## Start
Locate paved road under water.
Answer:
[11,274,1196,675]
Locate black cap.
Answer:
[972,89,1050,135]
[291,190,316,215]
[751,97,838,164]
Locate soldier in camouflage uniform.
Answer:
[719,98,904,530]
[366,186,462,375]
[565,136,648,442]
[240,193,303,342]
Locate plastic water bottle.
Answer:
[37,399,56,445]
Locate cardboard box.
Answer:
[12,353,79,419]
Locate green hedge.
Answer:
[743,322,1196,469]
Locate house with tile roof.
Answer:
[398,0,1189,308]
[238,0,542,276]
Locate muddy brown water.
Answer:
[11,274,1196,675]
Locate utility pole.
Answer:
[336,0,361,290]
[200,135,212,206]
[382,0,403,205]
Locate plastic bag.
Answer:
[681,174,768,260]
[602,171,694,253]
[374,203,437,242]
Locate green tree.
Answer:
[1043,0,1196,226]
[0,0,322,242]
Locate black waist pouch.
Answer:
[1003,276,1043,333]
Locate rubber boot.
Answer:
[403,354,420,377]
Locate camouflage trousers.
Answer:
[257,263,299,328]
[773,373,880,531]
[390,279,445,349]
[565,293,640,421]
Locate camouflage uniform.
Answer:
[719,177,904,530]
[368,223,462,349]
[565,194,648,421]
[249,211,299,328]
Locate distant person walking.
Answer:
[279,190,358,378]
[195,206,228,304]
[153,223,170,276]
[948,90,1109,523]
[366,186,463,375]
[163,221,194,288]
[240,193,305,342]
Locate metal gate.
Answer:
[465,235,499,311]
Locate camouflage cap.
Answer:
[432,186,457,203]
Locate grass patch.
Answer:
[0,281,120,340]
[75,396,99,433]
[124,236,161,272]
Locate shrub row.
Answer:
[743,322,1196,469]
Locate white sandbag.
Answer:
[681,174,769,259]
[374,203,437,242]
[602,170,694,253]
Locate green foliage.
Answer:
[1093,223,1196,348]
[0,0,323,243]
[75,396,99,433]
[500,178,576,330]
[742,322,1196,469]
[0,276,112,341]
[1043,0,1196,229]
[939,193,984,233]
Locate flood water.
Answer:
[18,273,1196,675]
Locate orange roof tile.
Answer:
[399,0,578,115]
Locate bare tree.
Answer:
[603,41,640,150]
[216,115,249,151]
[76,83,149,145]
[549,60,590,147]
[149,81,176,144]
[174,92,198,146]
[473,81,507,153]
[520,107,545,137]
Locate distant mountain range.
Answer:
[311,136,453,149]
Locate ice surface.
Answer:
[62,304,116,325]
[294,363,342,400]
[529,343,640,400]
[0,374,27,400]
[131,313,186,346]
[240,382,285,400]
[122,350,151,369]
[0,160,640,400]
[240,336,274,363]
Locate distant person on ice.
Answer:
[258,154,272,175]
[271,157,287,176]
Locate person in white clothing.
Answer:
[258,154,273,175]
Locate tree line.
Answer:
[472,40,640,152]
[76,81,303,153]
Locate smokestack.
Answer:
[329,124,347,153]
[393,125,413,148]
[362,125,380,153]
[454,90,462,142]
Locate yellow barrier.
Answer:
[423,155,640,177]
## End
SHORT TASK -
Pick out each line of the entries above that contains the word "white", where letter case counts.

TASK SOLUTION -
Locate white sandbag.
Locate person in white clothing.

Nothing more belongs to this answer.